▶ _Provided text_
####################

On 19 November 2011, the plaintiff attended the wedding of his daughter at Harrington Grove Country Club (the Club). At the end of the evening, the plaintiff attended the car park to place the remainder of the wedding cake into the boot of his car, which was parked with the rear to a concrete kerb. Immediately beyond the kerb was a garden bed. The plaintiff fell and sustained injuries after stepping back into the sunken garden bed which contained plants growing to approximately the level of the car park. It was found that the drop ranged between 720mm and 810mm from the bottom of the garden bed to the top of the kerb.

The plaintiff commenced proceedings against the Club, as owner and occupier of the car park, and Hassell Ltd (the architects), who had been retained to provide architectural and landscape design services for the Club. The plaintiff alleged that the Club had failed to fence, barricade or enclose the garden bed and alleged that the architects had breached their duty of care by designing a car park which included a sunken garden bed without any provision for any railing, fencing or safety.

The Club and the architects filed a cross-claim against each other, in the event that both were held to be liable. During the course of the trial, agreement was reached between the Club and the architects not to advance the case against each other.


District Court of New South Wales decision

The trial judge, Hatzistergos DCJ, found in favour of the plaintiff against the Club on the grounds that the Club’s failure to install a balustrade caused the plaintiff’s injury in accordance with s 5D of the Civil Liability Act 2002 (NSW) (CLA).

####################

▶ _Supplied data_
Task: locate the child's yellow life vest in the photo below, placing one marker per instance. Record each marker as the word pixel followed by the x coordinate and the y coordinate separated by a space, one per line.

####################

▶ _What you should do_
In the case summary, rewrite the passage from "The plaintiff commenced" up to and including "against each other.", changing "architects" to "designers". The material has no part in this.

▶ _Exercise answer_
The plaintiff commenced proceedings against the Club, as owner and occupier of the car park, and Hassell Ltd (the designers), who had been retained to provide architectural and landscape design services for the Club. The plaintiff alleged that the Club had failed to fence, barricade or enclose the garden bed and alleged that the designers had breached their duty of care by designing a car park which included a sunken garden bed without any provision for any railing, fencing or safety.

The Club and the designers filed a cross-claim against each other, in the event that both were held to be liable. During the course of the trial, agreement was reached between the Club and the designers not to advance the case against each other.